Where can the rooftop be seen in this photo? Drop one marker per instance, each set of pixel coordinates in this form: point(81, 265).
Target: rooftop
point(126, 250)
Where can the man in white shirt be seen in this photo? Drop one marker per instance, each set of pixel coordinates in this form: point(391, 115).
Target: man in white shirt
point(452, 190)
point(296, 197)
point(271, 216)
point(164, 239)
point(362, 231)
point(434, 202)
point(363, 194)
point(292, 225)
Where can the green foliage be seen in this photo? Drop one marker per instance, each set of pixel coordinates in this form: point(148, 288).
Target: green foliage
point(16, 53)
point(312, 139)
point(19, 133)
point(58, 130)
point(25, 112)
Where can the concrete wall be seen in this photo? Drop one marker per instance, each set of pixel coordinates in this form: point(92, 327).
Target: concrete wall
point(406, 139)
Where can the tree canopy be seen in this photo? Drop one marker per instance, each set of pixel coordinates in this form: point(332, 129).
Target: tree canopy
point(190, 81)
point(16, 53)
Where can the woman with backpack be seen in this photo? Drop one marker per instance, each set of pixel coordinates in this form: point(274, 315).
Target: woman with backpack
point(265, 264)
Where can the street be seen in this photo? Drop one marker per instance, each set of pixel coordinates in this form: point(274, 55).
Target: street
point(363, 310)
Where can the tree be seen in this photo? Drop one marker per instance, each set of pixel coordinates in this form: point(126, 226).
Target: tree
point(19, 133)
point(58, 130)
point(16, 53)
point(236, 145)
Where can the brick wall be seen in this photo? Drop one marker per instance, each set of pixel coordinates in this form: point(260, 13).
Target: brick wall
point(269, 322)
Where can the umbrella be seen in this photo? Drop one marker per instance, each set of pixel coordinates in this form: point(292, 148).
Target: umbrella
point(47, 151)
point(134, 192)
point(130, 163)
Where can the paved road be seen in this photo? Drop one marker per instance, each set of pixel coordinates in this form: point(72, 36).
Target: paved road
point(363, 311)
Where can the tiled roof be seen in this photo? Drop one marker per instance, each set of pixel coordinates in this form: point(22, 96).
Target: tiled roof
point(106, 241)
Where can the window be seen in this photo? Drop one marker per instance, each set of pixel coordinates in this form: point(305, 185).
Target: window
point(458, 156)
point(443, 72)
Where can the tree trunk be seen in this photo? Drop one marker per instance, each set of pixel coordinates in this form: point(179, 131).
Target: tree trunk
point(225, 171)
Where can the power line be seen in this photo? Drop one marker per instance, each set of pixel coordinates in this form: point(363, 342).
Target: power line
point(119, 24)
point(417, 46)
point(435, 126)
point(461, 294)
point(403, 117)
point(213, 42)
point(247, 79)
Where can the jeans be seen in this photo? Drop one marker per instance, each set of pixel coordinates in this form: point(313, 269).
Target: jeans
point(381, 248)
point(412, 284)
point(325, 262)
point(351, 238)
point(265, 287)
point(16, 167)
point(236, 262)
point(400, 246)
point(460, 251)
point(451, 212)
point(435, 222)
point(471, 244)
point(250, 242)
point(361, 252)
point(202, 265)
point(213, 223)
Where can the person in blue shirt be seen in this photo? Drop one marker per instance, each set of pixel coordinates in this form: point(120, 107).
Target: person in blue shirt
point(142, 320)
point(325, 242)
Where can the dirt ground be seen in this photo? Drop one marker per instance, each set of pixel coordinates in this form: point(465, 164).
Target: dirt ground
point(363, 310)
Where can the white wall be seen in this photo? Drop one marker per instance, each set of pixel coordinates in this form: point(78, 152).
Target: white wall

_____

:: Task to carry out ::
Extract, verbatim, the lines from the one containing "Target: jeans" through the last line of the listing above.

:: Reply to the task ::
Target: jeans
point(381, 248)
point(412, 284)
point(325, 262)
point(351, 238)
point(265, 287)
point(16, 167)
point(236, 262)
point(400, 246)
point(460, 251)
point(451, 212)
point(435, 222)
point(471, 244)
point(250, 242)
point(361, 252)
point(202, 265)
point(213, 223)
Where can the person in blue shirt be seen in this photo? Drop one marker per instance, each set of pixel coordinates in this form: point(120, 107).
Target: person in blue shirt
point(142, 320)
point(325, 242)
Where can the dirt ground be seen in this photo? Drop one marker per instance, each set of pixel coordinates in this form: point(465, 164).
Target: dirt ground
point(363, 310)
Where can the white wall be seen in this photo? Drop one marker per instance, each set of pixel coordinates in this form: point(78, 152).
Target: white wall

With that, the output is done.